__PAGE EXCERPT__:
>>>

Two Words and a Promise

The Gospel reading this morning would seem to play perfectly into the hand of a preacher seeking to comment on this week’s election.  Saint Luke reports that Jesus paints a picture of apparent doom, social and environmental destruction, and false leadership, as well as suffering and disdain for the righteous.  “Beware that you are not led astray,” Jesus says.  “… there will be dreadful portents… they will arrest you and persecute you… you will be betrayed… and they will put some of you to death”  Many Episcopalians will find in these verses pitch-perfect echoes of how this year’s election feels.

But, to be a little flippant, to me the present moment feels a little more Old Testament than New, so why not reach for the short excerpt from Malachi instead.  For here, too, this morning, we are not disappointed if we are looking for biblical commentary on the national moment:  “See, the day is coming, burning like an oven, when all the arrogant and all evildoers will be stubble;” we hear the prophet Malachi warn, “the day that comes shall burn them up, says the Lord of hosts, so that it will leave them neither root nor branch.”  Now we are getting close to fire and brimstone!

Unfortunately for the preacher, if you check the context, you will find that, as was the case with Saint Luke, the prophet Malachi was not writing in an election year: a detail that impresses upon the preacher the need to step back, and a take a deep breath, and just check himself for a moment.

<<<

__DIRECTION 1__: Return every row below that contains the word "glasses", copied in full. Matching is case-sensitive.

__ENTRIES__:
>>>

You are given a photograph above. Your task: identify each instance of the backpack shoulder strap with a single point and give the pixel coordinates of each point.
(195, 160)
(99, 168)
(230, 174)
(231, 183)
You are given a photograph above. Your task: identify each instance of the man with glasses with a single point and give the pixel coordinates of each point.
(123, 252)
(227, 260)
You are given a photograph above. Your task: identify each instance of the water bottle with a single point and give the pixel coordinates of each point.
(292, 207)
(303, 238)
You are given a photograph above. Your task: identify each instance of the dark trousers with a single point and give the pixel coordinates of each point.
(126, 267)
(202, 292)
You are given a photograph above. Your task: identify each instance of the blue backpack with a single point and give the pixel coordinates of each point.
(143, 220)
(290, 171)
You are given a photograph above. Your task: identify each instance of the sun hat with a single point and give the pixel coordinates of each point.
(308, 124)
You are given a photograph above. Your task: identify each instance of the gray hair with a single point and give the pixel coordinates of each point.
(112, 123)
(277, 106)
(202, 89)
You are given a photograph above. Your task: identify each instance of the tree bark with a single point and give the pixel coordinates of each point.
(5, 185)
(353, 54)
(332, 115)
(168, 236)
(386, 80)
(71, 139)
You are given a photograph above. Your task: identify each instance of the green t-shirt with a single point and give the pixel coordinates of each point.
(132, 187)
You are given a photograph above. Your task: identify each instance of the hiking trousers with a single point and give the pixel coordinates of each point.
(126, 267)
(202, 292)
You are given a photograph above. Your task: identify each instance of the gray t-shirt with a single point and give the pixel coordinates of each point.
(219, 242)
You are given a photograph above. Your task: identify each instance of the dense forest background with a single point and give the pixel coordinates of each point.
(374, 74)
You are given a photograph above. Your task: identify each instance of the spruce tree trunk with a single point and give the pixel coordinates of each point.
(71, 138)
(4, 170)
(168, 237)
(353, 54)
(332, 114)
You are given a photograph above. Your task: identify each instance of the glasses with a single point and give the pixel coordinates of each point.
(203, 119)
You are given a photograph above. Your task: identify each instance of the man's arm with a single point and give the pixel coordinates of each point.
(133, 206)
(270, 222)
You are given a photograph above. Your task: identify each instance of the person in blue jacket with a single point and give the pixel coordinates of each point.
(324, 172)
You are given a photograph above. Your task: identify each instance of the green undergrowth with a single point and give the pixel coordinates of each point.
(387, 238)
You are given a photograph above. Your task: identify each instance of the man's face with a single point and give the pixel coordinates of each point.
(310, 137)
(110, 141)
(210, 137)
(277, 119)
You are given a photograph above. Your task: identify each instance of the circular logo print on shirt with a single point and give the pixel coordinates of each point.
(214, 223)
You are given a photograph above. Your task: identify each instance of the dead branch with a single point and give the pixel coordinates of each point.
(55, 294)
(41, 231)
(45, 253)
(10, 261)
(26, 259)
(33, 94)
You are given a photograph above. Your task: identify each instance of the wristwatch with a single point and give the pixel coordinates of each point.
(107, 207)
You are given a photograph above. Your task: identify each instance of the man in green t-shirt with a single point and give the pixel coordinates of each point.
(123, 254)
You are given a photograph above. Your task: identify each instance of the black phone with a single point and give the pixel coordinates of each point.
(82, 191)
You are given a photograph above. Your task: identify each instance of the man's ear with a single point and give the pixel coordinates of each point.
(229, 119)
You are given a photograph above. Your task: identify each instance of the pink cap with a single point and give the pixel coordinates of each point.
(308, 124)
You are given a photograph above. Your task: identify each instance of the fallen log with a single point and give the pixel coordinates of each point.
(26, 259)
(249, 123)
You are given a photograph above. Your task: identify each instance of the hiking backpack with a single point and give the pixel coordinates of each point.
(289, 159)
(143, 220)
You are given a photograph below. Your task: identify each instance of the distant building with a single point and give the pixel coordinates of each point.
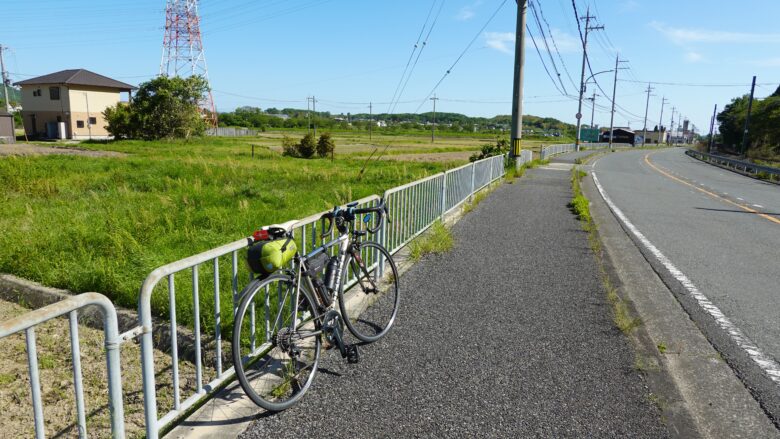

<<<

__DIRECTION 2__: Pick up the sermon above from where it stops and keep writing it.

__REPLY 1__:
You are given a photograph above. Your task: identify each instance of the man with glasses with a single point and give the pixel coordinates of each point.
You are given a photograph above. Your task: identify each instance of the glasses with a single point and give the pixel coordinates of each point.

__REPLY 2__:
It turns out that the prophet Malachi was not, in fact, addressing American voters, neither Republicans nor Democrats.  His prophetic rant was actually addressed not only to the children of Israel, but specifically to their priests, who were responsible for the sacrificial offerings to the Lord, and whose offerings were found in the sight of God to be wanting.  And the prophetic complaint is not about the politics of the priests, it is about the insufficiency of their offerings.  Yes, it turns out that the prophecies of Malachi are essentially a stewardship sermon, which, of course, suits the purposes of a preacher perfectly on Commitment Sunday, when you are asked to consider your offerings for God’s church.

The prophet announces that God holds the priests in contempt, and with them all of Israel, because of their lax and un-generous giving.  By being so cheap, he tells them, they “despise” God’s name.  And he clarifies his thinking: “You say, how have we despised thy name?”

“By thinking that the Lord’s table may be despised,” he asserts, going on to list the ways the offerings have been inadequate.

But Malachi knows how easily the priests are bored by stewardship sermons.  He can already hear their indifference: “’What a weariness this is,’ you say, and you sniff at me, says the Lord of hosts.  You bring what has been taken by violence, or is lame or sick, and this you bring as your offering….  Behold, I will rebuke your offspring, and spread dung on your faces, the dung of your offerings, and I will put you out of my presence.”

Admittedly, as stewardship campaigns go, the thing with the dung is not a tactic that has been often used.  We will continue here at Saint Mark’s to go instead with the pledge cards, and the celebration brunch, and the word of thanks for your giving, rather than employing dung in any way, shape, or form whatsoever.  But I joke about it mostly because God’s impatience with cheap offerings actually cuts a bit close to the bone.  And it’s always easier to laugh at God, to sniff at him, when he’s getting especially close to the truth about us, than to take his rebuke seriously to heart.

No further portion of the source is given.